Written problem 1 | Copy the location labeling records below line for line, leaving every character unchanged.

Extract |

==============================

When v∧ is treated as a variable representing the membrane potential and brought sufficiently close to the threshold V_th, and a first-order Taylor expansion is performed with respect to v∧ around the threshold V_th, expression (33) is transformed as in expression (34).

$\begin{matrix} t_{i}^{(l)} - {\hat{t}}_{i}^{(l)} = 2 τ \ln \frac{b_{i}^{(l)} + \sqrt{{(b_{i}^{(l)})}^{2} - 2 a_{i}^{(l)} τ^{- 1} V_{th}} + \frac{a_{i}^{(l)}}{\sqrt{{(b_{i}^{(l)})}^{2} - 2 a_{i}^{(l)} τ^{- 1}}} (V_{th} - \hat{v})}{b_{i}^{(l)} + \sqrt{{(b_{i}^{(l)})}^{2} - 2 a_{i}^{(l)} τ^{- 1} V_{th}}} & (34) \end{matrix}$

Expression (34) can be transformed as in expression (35).

==============================

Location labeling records
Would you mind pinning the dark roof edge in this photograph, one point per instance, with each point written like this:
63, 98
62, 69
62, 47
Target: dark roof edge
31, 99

==============================

Written problem 2 | According to the excerpt on expression (34), what order of Taylor expansion is performed with respect to v∧?

Task output 1 |
Would you mind pinning the dark roof edge in this photograph, one point per instance, with each point written like this:
63, 98
62, 69
62, 47
Target: dark roof edge
31, 99

Task output 2 | A first-order Taylor expansion.